(Records for processing):
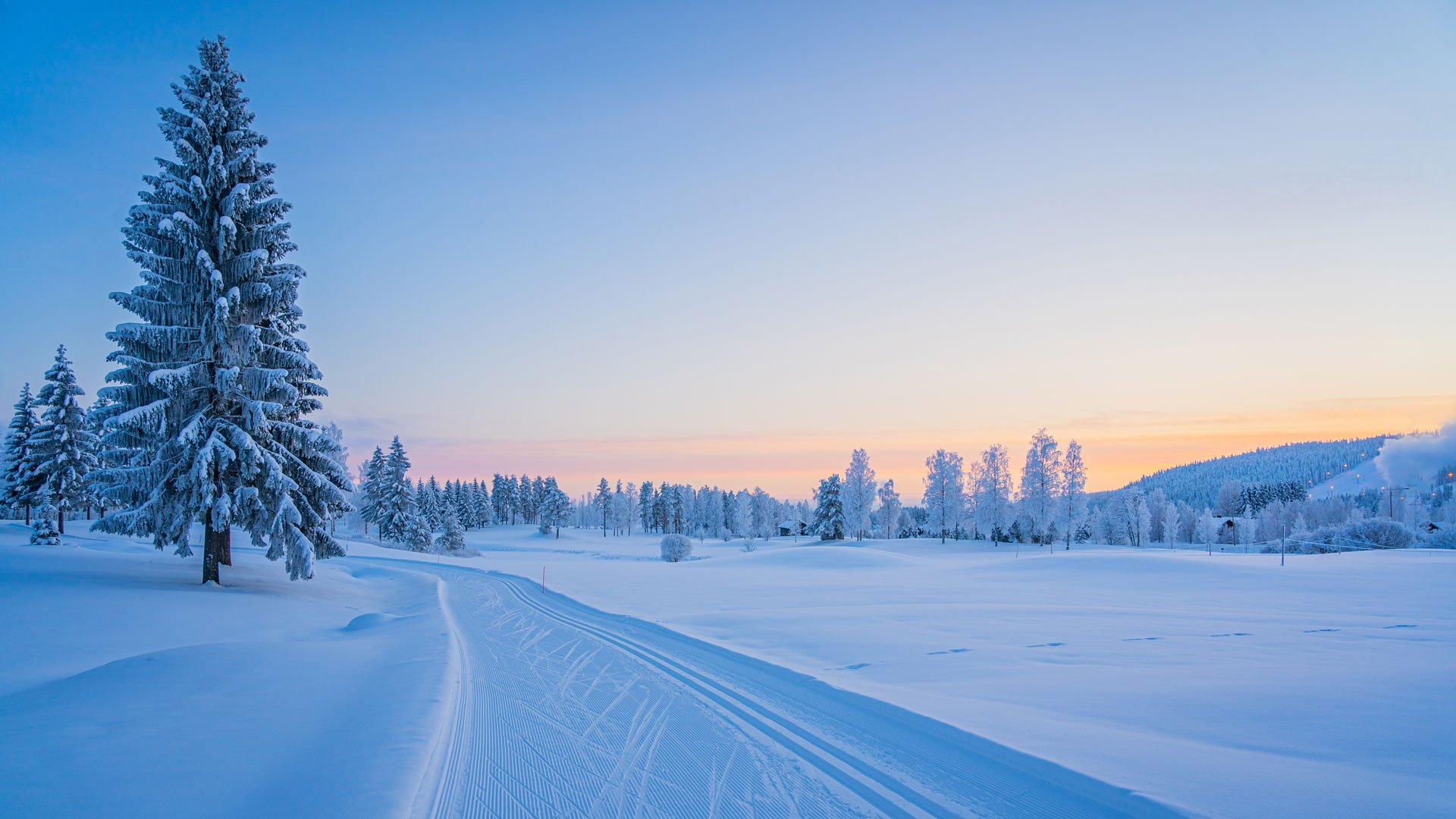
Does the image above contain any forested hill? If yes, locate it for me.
[1106,436,1396,509]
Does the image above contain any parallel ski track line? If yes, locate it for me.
[488,574,943,817]
[364,558,1181,819]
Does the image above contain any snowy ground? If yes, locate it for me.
[346,528,1456,816]
[0,523,448,817]
[0,525,1456,816]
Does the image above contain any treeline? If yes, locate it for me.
[1124,436,1391,509]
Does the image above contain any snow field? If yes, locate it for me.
[0,523,448,817]
[351,526,1456,816]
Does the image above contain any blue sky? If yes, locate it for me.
[0,3,1456,495]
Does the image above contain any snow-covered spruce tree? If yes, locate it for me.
[435,503,464,554]
[86,395,117,520]
[536,476,571,538]
[1057,441,1083,549]
[356,446,384,538]
[923,449,965,544]
[814,475,845,541]
[880,478,901,539]
[27,344,96,535]
[30,503,61,547]
[845,449,875,541]
[658,535,693,563]
[95,36,348,583]
[375,436,416,544]
[592,478,620,538]
[0,383,36,526]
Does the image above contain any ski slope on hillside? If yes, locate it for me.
[393,567,1175,817]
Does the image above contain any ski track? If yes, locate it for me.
[375,558,1178,819]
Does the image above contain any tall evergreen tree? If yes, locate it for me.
[1018,427,1062,544]
[3,383,38,526]
[358,446,384,536]
[435,503,464,554]
[814,475,846,541]
[96,38,348,583]
[491,472,511,523]
[27,344,96,535]
[375,436,415,542]
[536,476,571,538]
[594,478,620,538]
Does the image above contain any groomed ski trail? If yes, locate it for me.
[381,558,1178,819]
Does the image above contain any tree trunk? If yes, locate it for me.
[202,513,228,586]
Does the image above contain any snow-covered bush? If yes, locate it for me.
[663,535,693,563]
[1264,517,1417,554]
[30,504,61,547]
[1426,523,1456,549]
[435,506,464,554]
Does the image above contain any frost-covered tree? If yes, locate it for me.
[1057,440,1087,549]
[1162,503,1178,548]
[814,475,846,541]
[625,481,642,535]
[435,503,464,554]
[843,449,875,541]
[356,446,384,536]
[96,38,348,583]
[491,472,511,523]
[638,481,655,533]
[1018,427,1062,544]
[0,383,36,526]
[537,476,571,538]
[592,478,620,538]
[880,478,902,539]
[921,449,965,544]
[658,535,693,563]
[30,503,61,547]
[86,395,115,520]
[25,345,96,535]
[971,443,1012,547]
[375,436,424,542]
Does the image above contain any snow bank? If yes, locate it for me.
[0,523,448,817]
[351,528,1456,817]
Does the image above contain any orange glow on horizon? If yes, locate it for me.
[378,397,1456,503]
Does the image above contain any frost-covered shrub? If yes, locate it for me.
[1264,517,1417,554]
[663,535,693,563]
[30,504,61,547]
[1426,523,1456,549]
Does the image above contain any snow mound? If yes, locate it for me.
[750,545,921,568]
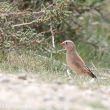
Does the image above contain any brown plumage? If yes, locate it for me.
[61,40,96,78]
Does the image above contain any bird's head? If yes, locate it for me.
[61,40,76,51]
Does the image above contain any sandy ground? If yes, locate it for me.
[0,74,110,110]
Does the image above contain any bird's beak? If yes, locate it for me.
[60,42,64,46]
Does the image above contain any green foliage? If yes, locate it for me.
[0,0,110,66]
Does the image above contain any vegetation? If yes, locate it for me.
[0,0,110,71]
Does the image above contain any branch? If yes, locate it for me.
[50,25,55,48]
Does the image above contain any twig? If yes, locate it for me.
[50,25,55,48]
[12,20,37,28]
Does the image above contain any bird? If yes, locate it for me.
[61,40,97,78]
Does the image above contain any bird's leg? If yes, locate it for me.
[67,69,73,79]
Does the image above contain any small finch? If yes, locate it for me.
[61,40,96,78]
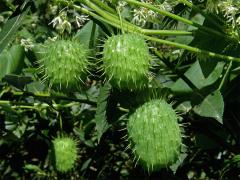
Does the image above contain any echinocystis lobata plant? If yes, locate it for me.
[103,34,151,90]
[52,137,78,173]
[127,99,182,171]
[39,39,89,90]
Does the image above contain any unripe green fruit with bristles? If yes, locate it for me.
[103,34,151,90]
[53,137,78,173]
[39,39,89,90]
[127,99,182,171]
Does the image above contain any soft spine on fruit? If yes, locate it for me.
[103,34,151,90]
[127,99,182,171]
[39,39,89,90]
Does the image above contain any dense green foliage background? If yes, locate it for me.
[0,0,240,179]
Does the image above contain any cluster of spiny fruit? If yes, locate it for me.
[36,33,182,172]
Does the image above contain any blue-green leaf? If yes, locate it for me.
[95,83,111,142]
[193,90,224,124]
[0,8,29,53]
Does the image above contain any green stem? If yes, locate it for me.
[218,61,232,91]
[13,92,97,106]
[64,0,193,36]
[143,35,240,62]
[179,0,222,30]
[125,0,233,40]
[141,29,193,36]
[59,0,240,62]
[82,0,141,32]
[80,0,192,36]
[91,0,116,14]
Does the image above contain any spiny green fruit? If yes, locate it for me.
[127,99,182,171]
[103,34,151,90]
[39,39,89,90]
[53,137,78,173]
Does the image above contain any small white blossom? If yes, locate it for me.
[21,38,34,51]
[48,16,63,28]
[75,15,89,28]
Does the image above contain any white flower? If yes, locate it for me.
[75,15,89,28]
[48,16,63,28]
[21,38,34,51]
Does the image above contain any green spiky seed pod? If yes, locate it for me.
[127,99,182,171]
[53,137,77,173]
[39,39,89,90]
[103,34,151,90]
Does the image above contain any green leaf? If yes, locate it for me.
[193,90,224,124]
[95,83,111,142]
[0,8,29,53]
[0,45,24,80]
[171,59,224,93]
[4,74,33,89]
[74,21,99,47]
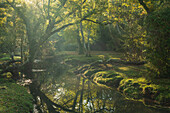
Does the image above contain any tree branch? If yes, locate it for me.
[138,0,150,14]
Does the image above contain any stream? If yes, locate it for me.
[24,58,169,113]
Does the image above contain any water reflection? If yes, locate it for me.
[27,59,169,113]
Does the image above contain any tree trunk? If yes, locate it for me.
[77,28,84,55]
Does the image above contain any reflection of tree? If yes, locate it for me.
[29,81,75,113]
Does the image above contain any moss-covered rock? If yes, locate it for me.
[0,80,33,113]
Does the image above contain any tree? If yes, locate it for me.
[6,0,95,69]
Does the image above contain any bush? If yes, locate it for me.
[146,3,170,78]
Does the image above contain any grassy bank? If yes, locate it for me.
[59,52,170,107]
[0,54,33,113]
[0,79,33,113]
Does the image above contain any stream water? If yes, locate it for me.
[26,58,169,113]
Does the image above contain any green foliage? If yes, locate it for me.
[146,3,170,77]
[0,80,33,113]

(Objective): Reproduce the items word for word, from the start through the line containing "[594,478,620,538]", including both ends. Omit the pictures from your copy.

(Correct result):
Does the image above contain any forested hill? If yes, locate it for me.
[1106,436,1396,509]
Does the image above contain any parallel ski track line? If yes, locate it for me.
[488,574,943,817]
[364,558,1181,819]
Does the image above contain any snowy ground? If yes, locate it for me.
[346,528,1456,816]
[0,523,448,817]
[0,525,1456,816]
Does the image above contain any treeline? If yes, locate it for me.
[1124,436,1391,509]
Does the image above contain any snow field? If yes, locate it for me.
[0,523,448,817]
[351,526,1456,816]
Does the image above contain any blue sky? If yes, locate it for me.
[0,3,1456,495]
Does the image above contain any snow-covered spruce tree? If yes, locate it for me.
[435,503,464,554]
[86,395,117,520]
[536,476,571,538]
[1057,441,1083,549]
[356,446,384,538]
[923,449,965,544]
[814,475,845,541]
[880,478,901,539]
[27,344,96,535]
[30,503,61,547]
[845,449,875,541]
[658,535,693,563]
[95,36,348,583]
[375,436,416,544]
[592,478,620,538]
[0,383,36,526]
Does the image above contain any ski slope on hillside? If yes, locate it for me.
[393,567,1175,817]
Does the image above contain any ski track? If yes, locate it for me.
[375,558,1178,819]
Does the image above contain any tall evergreen tree? If yes, locate it for me.
[1018,427,1062,544]
[3,383,38,526]
[358,446,384,536]
[435,503,464,554]
[814,475,846,541]
[96,38,348,583]
[491,472,511,523]
[27,344,96,535]
[375,436,415,542]
[536,476,571,538]
[594,478,620,538]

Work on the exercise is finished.